- _What is needed_: Return all of the entries exactly, with nothing added or left out.

[[ Given information, beginning ]]

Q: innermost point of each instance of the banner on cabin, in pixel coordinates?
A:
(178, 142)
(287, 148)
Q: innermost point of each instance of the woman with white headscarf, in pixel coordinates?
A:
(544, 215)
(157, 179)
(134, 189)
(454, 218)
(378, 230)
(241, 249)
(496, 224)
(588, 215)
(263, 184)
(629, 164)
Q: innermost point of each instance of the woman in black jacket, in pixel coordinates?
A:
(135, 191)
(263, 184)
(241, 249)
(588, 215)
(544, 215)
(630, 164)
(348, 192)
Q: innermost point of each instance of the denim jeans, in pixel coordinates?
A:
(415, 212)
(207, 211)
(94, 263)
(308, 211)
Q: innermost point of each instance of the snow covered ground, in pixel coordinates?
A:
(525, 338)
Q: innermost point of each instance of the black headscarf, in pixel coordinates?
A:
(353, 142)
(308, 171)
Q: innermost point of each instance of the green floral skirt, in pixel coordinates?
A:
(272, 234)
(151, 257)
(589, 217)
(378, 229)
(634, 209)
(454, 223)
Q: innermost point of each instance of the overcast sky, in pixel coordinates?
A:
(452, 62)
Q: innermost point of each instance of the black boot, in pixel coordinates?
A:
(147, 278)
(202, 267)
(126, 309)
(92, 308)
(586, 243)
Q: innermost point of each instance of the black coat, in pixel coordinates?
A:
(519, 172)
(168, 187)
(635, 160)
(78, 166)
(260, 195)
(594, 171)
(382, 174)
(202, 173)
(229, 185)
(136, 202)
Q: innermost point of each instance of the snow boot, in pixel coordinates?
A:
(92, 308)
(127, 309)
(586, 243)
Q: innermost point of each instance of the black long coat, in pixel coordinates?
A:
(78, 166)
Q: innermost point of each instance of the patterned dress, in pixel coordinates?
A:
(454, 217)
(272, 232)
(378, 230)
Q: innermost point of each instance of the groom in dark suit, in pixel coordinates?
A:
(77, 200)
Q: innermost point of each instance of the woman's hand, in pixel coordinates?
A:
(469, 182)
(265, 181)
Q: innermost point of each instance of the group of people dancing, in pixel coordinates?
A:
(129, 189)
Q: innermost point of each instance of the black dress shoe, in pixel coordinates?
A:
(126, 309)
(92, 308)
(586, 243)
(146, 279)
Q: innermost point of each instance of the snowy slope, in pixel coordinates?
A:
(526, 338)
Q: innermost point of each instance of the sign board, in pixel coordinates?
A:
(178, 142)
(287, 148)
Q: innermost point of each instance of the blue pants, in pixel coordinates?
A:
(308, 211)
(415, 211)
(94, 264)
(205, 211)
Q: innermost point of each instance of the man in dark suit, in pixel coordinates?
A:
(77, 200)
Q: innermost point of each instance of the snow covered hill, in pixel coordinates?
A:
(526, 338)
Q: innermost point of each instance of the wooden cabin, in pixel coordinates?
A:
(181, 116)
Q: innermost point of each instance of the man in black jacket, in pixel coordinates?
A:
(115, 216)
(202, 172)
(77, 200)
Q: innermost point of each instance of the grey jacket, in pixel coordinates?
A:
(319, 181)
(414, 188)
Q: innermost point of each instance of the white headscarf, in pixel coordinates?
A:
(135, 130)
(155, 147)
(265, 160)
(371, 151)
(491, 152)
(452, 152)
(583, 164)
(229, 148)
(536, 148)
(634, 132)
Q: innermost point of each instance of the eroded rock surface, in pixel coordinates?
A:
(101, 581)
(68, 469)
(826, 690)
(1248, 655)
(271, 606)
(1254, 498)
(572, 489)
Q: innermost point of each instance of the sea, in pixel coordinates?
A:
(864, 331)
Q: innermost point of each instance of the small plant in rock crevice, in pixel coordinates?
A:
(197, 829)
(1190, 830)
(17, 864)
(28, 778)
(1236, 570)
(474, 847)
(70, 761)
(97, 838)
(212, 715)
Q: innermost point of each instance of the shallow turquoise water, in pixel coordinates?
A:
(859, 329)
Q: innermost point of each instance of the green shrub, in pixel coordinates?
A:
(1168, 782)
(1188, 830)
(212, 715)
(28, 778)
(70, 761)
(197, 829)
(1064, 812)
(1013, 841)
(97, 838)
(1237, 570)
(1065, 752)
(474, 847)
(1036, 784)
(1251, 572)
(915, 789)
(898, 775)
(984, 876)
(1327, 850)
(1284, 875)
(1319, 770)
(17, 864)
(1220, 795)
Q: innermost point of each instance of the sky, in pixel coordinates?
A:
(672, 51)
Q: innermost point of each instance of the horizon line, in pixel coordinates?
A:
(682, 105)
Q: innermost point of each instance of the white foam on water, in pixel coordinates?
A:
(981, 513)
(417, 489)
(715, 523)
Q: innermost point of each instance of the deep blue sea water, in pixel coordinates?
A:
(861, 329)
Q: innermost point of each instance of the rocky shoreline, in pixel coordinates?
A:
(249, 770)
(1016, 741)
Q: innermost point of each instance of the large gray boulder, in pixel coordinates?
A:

[[ Given information, end ]]

- _Your solution_:
Q: innermost point of each instance of the banner on cabin, in pixel coordinates?
A:
(178, 142)
(287, 148)
Q: innermost point of each instance of the woman with white headscarf, in pixel coordinates?
A:
(544, 215)
(157, 179)
(134, 189)
(454, 218)
(378, 230)
(241, 249)
(496, 224)
(588, 215)
(263, 184)
(629, 164)
Q: innermost point of each instance of the woman in black jacket, in pixel coordinates?
A:
(135, 191)
(263, 184)
(241, 249)
(588, 215)
(544, 215)
(630, 164)
(348, 192)
Q: innermost point of each instance of the denim jeans, in pixel coordinates?
A:
(415, 212)
(207, 211)
(94, 263)
(308, 211)
Q: innermost point of each instance of the snow covered ground, in pixel coordinates?
A:
(525, 338)
Q: innermost point of each instance of the black headscarf, in pixel coordinates?
A:
(353, 142)
(308, 171)
Q: innermost point of each instance of the green floral skirt, in pixel coordinates?
A:
(272, 234)
(151, 257)
(589, 217)
(378, 229)
(634, 209)
(454, 223)
Q: innermost point of each instance of the overcast sky, in pixel coordinates?
A:
(452, 62)
Q: innermost point of each instance of the black boot, in pixel coordinates?
A:
(147, 278)
(202, 267)
(126, 309)
(92, 308)
(586, 243)
Q: innermost point of each instance of the black coat, in pixel coordinates?
A:
(519, 172)
(168, 187)
(635, 160)
(78, 166)
(260, 195)
(594, 171)
(382, 174)
(202, 173)
(229, 185)
(136, 202)
Q: innermost point of each instance of the snow boot, in pixel coordinates?
A:
(92, 308)
(127, 309)
(586, 243)
Q: innermost point of each instance of the black long coat, in pixel coordinates?
A:
(78, 166)
Q: innermost point of each instance of the patterned dress, in pixel coordinates?
A:
(454, 217)
(272, 232)
(378, 230)
Q: innermost point of each instance of the groom in dark suit, in pixel coordinates?
A:
(77, 200)
Q: innermost point of each instance of the woman's hand, in pixel coordinates?
A:
(469, 182)
(265, 181)
Q: innermost point of each instance of the group of people dancing, in pixel coordinates?
A:
(129, 189)
Q: innermost point of each instance of the black dress shoe, in pixel coordinates?
A:
(126, 309)
(92, 308)
(586, 243)
(146, 279)
Q: innermost point of each instance of the snowy slope, in pixel coordinates?
A:
(526, 338)
Q: innermost point of each instance of the sign board, in pixel coordinates?
A:
(178, 142)
(287, 148)
Q: innermost point of each instance of the blue pants, in pixel coordinates?
A:
(308, 211)
(415, 211)
(94, 264)
(205, 211)
Q: innermost point of each instance of the man in dark suit, in pixel coordinates?
A:
(77, 200)
Q: innermost point of each instance of the snow covered hill, in pixel coordinates?
A:
(526, 338)
Q: innermost point of each instance of the wooden cabin, in pixel coordinates?
A:
(181, 116)
Q: innermost point of each instance of the man in black jacket, in pixel coordinates?
A:
(115, 216)
(202, 172)
(77, 200)
Q: innermost point of each instance of the grey jacket, in pixel coordinates?
A:
(319, 181)
(414, 188)
Q: innermost point of each instance of the white headscarf, in pixel coordinates?
A:
(135, 130)
(155, 147)
(265, 160)
(371, 151)
(491, 152)
(452, 152)
(583, 164)
(229, 148)
(536, 148)
(634, 132)
Q: innermost point of each instance of the eroded rock surface, in pixel coordinates?
A:
(101, 581)
(68, 469)
(826, 690)
(1248, 655)
(271, 606)
(1254, 498)
(572, 489)
Q: innermost point of each instance of the sea, in pixel coordinates?
A:
(864, 331)
Q: innermost point of each instance of the small plant in rock crevice, in pixel coordinates?
A:
(197, 829)
(1190, 830)
(17, 864)
(28, 778)
(1236, 570)
(474, 847)
(70, 761)
(97, 838)
(212, 715)
Q: innermost point of each instance of the shallow turquoise water, in pixel coordinates?
A:
(859, 329)
Q: innermost point of each instance of the green shrub, in pixel coordinates?
A:
(1168, 782)
(1188, 830)
(212, 715)
(28, 778)
(70, 761)
(197, 829)
(1064, 812)
(1013, 841)
(97, 838)
(1237, 570)
(1065, 752)
(474, 847)
(1036, 784)
(1251, 572)
(915, 789)
(898, 775)
(984, 876)
(1327, 850)
(1284, 875)
(1319, 770)
(17, 864)
(1220, 795)
Q: innermost point of each instance of the sky, in pixel coordinates?
A:
(672, 51)
Q: innermost point of each instance of the horizon line, in pixel coordinates?
A:
(682, 105)
Q: innermost point of each instance of the white foam on water, in pixel coordinates?
A:
(981, 513)
(417, 489)
(715, 523)
Q: innermost point of each instance of the deep blue sea water, in pixel coordinates?
A:
(861, 329)
Q: innermost point of each instance of the rocky shoreline, in pixel coordinates?
A:
(249, 770)
(1016, 741)
Q: innermost point of each instance of the large gray boulder, in pixel coordinates?
A:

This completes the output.